_Verständnisfragen_:
• A. Geben Sie den Abschnitt aus dem Interview mit Professorin Carlow wortgetreu wieder, beginnend bei „7. April 2020“ und endend bei „aus zu erledigen?“.
• B. Beantworten Sie anhand des Interviews mit Professorin Carlow diese Fragen:
(i) Welches Institut leitet Vanessa Miriam Carlow?
(ii) Wie heißt der Forschungsschwerpunkt, dessen Sprecherin sie ist?
(iii) Für welches internationale Forschungsprojekt hat sie einen Antrag auf Verlängerung der Förderung abgegeben?
• C. Schreiben Sie bitte das Interview mit Professorin Carlow im Anschluss an seinen letzten Satz weiter.

_Angezeigter Text_:
<<<<

7. April 2020 | Magazin:

Kinderstress, Hosencheck und Styrocutter Nachgefragt bei Professorin Vanessa Miriam Carlow

Sie erforscht und gestaltet nachhaltige Stadtentwicklung im internationalen und interdisziplinären Kontext: Professorin Vanessa Miriam Carlow. Sie leitet das Institute for Sustainable Urbanism (ISU) der TU Braunschweig und ist Sprecherin des Forschungsschwerpunkts „Stadt der Zukunft“. Wir haben mit Professorin Carlow über Forschung und Lehre in Corona-Zeiten gesprochen und wie man Home-Office und „Homebespaßung“ als Alleinerziehende unter einen Hut bekommt.

Frau Professorin Carlow, Sie haben für das internationale Forschungsprojekt EAST-Cities gerade einen Antrag auf Verlängerung der Förderung abgegeben. War es eine besondere Herausforderung, dies vom Home-Office aus zu erledigen?

>>>>

(In einem Datensatz enthaltene Zeilen)
<<<<

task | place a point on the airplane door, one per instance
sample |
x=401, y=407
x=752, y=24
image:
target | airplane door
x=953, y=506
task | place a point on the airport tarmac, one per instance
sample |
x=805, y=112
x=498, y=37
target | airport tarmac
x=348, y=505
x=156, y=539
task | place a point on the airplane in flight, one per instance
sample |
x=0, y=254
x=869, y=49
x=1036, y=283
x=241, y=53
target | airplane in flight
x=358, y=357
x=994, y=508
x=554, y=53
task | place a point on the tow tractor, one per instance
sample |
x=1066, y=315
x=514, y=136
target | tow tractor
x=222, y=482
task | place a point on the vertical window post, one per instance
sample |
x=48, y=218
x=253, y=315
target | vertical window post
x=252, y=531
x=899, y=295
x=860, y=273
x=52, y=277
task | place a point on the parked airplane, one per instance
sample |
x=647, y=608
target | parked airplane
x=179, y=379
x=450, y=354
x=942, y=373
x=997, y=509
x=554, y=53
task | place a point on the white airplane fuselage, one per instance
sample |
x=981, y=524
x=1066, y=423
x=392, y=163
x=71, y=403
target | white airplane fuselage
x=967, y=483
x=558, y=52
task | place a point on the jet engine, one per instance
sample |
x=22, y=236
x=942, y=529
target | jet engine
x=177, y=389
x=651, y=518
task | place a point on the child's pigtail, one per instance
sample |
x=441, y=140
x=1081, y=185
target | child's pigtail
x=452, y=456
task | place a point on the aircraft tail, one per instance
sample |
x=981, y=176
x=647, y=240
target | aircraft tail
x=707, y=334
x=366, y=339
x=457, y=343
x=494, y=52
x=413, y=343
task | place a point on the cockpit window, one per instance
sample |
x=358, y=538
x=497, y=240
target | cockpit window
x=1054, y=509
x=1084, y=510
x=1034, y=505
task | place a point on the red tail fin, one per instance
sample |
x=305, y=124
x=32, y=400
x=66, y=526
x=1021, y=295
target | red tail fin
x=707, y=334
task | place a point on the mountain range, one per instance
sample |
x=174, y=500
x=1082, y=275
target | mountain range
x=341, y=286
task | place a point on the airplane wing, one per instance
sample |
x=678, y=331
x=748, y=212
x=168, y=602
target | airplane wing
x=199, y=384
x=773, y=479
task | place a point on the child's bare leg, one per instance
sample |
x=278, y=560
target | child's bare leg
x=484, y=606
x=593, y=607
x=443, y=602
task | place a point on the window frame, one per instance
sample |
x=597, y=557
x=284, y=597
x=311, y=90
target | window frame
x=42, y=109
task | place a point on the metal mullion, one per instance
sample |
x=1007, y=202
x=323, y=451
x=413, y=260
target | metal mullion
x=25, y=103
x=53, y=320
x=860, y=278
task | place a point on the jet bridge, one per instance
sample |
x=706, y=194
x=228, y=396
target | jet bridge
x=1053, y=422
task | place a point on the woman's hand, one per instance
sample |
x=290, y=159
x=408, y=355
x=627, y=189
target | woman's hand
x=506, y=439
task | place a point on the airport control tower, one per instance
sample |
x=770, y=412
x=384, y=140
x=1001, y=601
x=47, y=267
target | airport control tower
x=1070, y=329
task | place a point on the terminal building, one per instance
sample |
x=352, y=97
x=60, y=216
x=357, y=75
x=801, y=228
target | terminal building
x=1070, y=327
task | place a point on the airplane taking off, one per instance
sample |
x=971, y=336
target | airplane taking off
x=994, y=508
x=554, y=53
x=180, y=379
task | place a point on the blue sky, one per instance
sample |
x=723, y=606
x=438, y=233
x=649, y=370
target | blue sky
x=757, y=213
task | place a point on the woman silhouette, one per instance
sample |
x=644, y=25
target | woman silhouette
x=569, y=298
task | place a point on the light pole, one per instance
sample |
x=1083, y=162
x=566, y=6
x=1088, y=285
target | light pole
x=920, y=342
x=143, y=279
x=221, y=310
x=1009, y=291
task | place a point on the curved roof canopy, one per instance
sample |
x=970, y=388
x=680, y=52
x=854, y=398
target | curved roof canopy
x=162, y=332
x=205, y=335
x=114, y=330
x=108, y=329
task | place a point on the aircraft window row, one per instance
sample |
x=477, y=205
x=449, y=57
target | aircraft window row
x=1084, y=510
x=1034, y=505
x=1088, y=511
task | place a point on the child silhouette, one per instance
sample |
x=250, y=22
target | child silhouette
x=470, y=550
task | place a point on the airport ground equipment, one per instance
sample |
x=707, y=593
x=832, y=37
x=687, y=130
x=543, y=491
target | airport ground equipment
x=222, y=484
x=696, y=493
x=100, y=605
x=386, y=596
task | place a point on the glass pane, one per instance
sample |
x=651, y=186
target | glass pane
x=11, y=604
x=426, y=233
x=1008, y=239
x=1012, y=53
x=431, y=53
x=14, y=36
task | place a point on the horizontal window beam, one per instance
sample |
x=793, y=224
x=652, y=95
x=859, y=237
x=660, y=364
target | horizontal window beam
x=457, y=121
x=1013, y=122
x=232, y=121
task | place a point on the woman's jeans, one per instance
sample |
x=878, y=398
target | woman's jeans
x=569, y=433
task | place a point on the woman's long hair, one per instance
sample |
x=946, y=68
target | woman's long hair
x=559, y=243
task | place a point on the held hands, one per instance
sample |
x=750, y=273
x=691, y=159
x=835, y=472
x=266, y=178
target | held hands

>>>>

_Antworten je Aufgabe_:
• A.
7. April 2020 | Magazin:

Kinderstress, Hosencheck und Styrocutter Nachgefragt bei Professorin Vanessa Miriam Carlow

Sie erforscht und gestaltet nachhaltige Stadtentwicklung im internationalen und interdisziplinären Kontext: Professorin Vanessa Miriam Carlow. Sie leitet das Institute for Sustainable Urbanism (ISU) der TU Braunschweig und ist Sprecherin des Forschungsschwerpunkts „Stadt der Zukunft“. Wir haben mit Professorin Carlow über Forschung und Lehre in Corona-Zeiten gesprochen und wie man Home-Office und „Homebespaßung“ als Alleinerziehende unter einen Hut bekommt.

Frau Professorin Carlow, Sie haben für das internationale Forschungsprojekt EAST-Cities gerade einen Antrag auf Verlängerung der Förderung abgegeben. War es eine besondere Herausforderung, dies vom Home-Office aus zu erledigen?

• B.
(i) Das Institute for Sustainable Urbanism (ISU) der TU Braunschweig
(ii) „Stadt der Zukunft“
(iii) EAST-Cities

• C.
Professorin Vanessa Miriam Carlow mit Kind unterwegs in Berlin. Bildnachweis: Prof. Vanessa Miriam Carlow/TU Braunschweig

Erst einmal war es eine besondere Herausforderung, da das Projekt eine Kooperation mit der Tongji-Universität in Shanghai und verschiedenen Praxispartnern vor Ort in Qingdao ist. Das Thema „Corona“ beschäftigt uns daher bereits seit Anfang des Jahres ganz intensiv. Geplant waren für dieses Frühjahr gemeinsames „field work“, eine Konferenz in China und weitere Workshops in Braunschweig. Gerade die letzten beiden großen Treffen konnten dadurch nicht stattfinden. Das war für uns alle sehr traurig, da wir uns auf unsere Kolleginnen und Kollegen gefreut haben und auch viel Zeit in die Organisation gesteckt hatten. Viele wichtige Partner, wie zum Beispiel die Direktoren des Qingdao Urban Planning and Design Research Instituts und des Surveying and Mapping Instituts Qingdaos wären dabei gewesen.

Während wir anfangs wirklich sehr besorgt waren um unsere Mitarbeiterinnen und Mitarbeiter vor Ort, zum Beispiel Weijun Lu oder Panyu Zhu aus unserem TU-BS-Team und auch unsere vielen chinesischen Kolleginnen und Kollegen, hat uns Corona ganz schnell selbst eingeholt.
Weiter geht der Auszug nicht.